Data supplied –
###

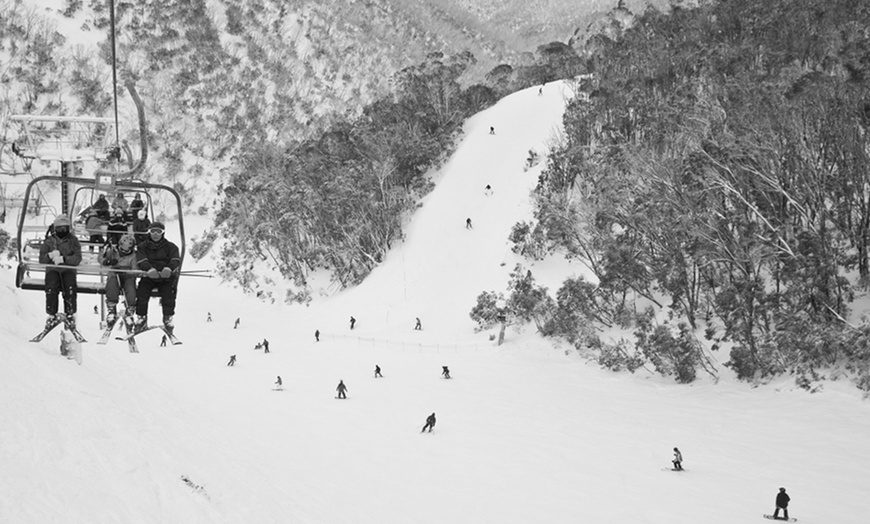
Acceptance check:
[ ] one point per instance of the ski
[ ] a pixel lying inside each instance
(71, 327)
(136, 332)
(46, 331)
(107, 333)
(171, 335)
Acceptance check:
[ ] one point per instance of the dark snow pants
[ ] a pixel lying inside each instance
(60, 282)
(166, 289)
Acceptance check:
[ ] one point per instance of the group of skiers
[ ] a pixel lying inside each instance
(782, 498)
(153, 260)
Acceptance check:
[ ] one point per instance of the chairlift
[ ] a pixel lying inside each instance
(78, 194)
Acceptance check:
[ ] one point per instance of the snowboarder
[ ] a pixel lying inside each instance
(782, 500)
(122, 256)
(160, 260)
(430, 423)
(61, 248)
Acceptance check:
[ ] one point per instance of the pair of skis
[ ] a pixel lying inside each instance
(58, 320)
(128, 325)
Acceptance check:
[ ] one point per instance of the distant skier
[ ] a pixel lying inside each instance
(782, 500)
(678, 460)
(430, 423)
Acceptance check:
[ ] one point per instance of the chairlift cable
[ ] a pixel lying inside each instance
(114, 70)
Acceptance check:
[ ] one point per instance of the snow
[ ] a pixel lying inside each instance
(526, 432)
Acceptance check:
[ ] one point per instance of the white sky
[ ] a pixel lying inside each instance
(525, 433)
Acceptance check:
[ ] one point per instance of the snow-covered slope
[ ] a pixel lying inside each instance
(525, 433)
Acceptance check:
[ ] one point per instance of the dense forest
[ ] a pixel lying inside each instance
(718, 174)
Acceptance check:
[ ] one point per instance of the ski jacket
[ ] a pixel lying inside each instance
(68, 246)
(111, 256)
(157, 255)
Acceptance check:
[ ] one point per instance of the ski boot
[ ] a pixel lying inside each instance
(140, 323)
(52, 321)
(69, 320)
(111, 314)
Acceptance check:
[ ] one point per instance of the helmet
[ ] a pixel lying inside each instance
(126, 243)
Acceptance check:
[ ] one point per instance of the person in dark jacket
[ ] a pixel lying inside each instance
(61, 248)
(136, 204)
(430, 423)
(342, 389)
(141, 224)
(122, 256)
(160, 260)
(102, 207)
(782, 500)
(678, 460)
(117, 226)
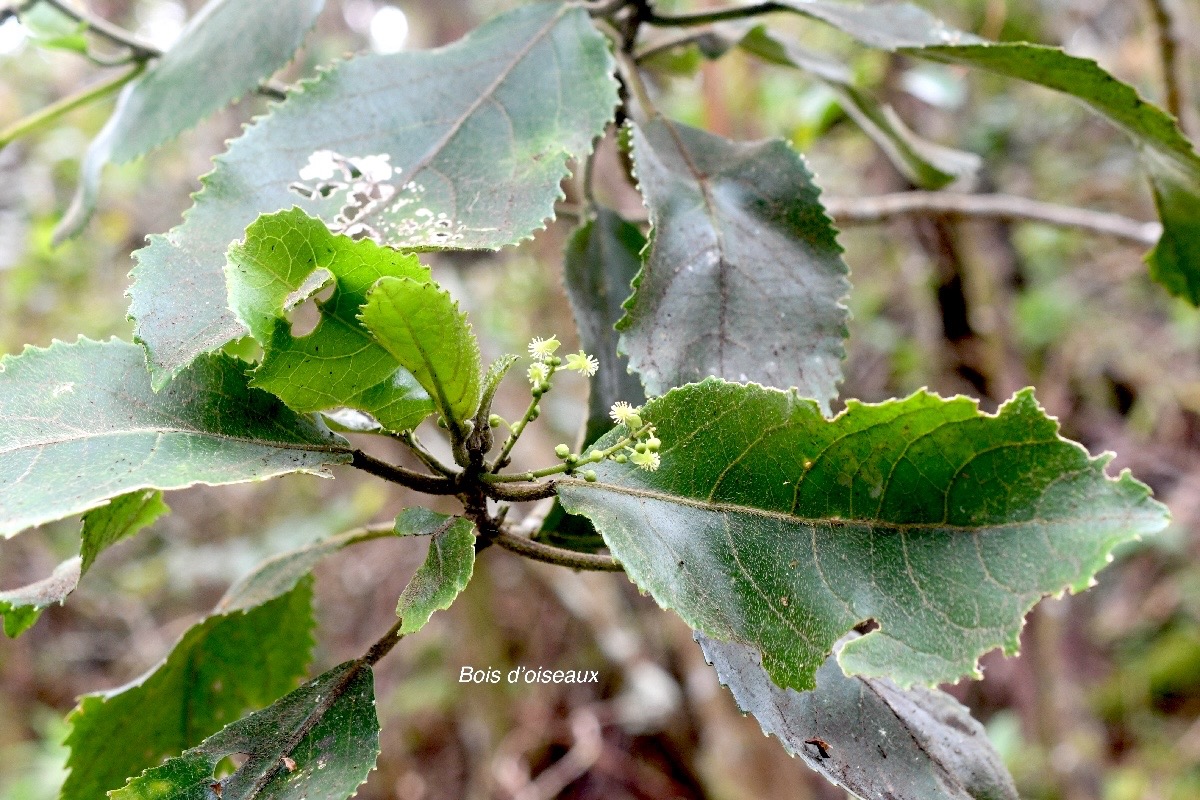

###

The entries above need to be transcribed word for word, and the pictures stay out.

Answer area –
Acceptance check:
[ ] one point per instance of the ski
[ ] a pixel lying inside each instance
(71, 327)
(136, 332)
(46, 331)
(107, 333)
(171, 335)
Acceptance check:
[ ] one point per instance of the dark snow pants
[ ] a pixel lying inside each instance
(60, 282)
(166, 289)
Acceptance check:
[ ] one point per instance of the group of skiers
[ ] a pixel lying inside each instance
(782, 498)
(153, 260)
Acceptance check:
[ ] one point per instance of the chairlift
[ ] a pixel lying inside each instance
(78, 194)
Acceptance check:
[ ] one point per instance of the snowboarder
[ ] a pixel lying inside each instance
(782, 500)
(122, 256)
(160, 260)
(430, 423)
(61, 248)
Acceptance check:
[ ] one point per instance of the pair of skis
[ ] a pixel lying inside each instance
(58, 320)
(128, 325)
Acceptance check:
[ ] one point per instance of the distant skier
[ ] a pixel lying inside each instance
(782, 500)
(678, 460)
(430, 423)
Acceptance check:
[ ] one point per instance of the chairlift cable
[ ] a pixel lying inside each instance
(114, 70)
Acceptance check:
[ ] one point per instance of the snow
[ ] a pixel lying inside each instance
(526, 432)
Acceptance check:
[ ] one point per instance of the white sky
[ ] a pixel lying inside each instance
(525, 433)
Acceptance check:
[ ] one point per instance of the snow-covered slope
[ ] a pixel lying inside each instance
(525, 433)
Acceptance check:
[ ] one point per instance of the dense forest
[ ] a pixel lying inside each instance
(718, 174)
Acceptance check:
[ ] one point per instance of the ski jacket
[ ] a pixel lying inside each instance
(68, 246)
(111, 256)
(157, 255)
Acceptance check:
[ ] one point per instance of the ski boot
[ ] a pixel lying inside each instance
(140, 323)
(52, 321)
(69, 320)
(111, 314)
Acceptance check:
[ ] one point per instance of the helmet
[ ] a pixel lying inside each instance
(126, 243)
Acceptance check:
[ ] one point per instance of the person in dark jacket
[ ] a pixel lying inside each instance
(61, 248)
(136, 204)
(430, 423)
(342, 389)
(141, 224)
(122, 256)
(160, 260)
(102, 207)
(782, 500)
(678, 460)
(117, 226)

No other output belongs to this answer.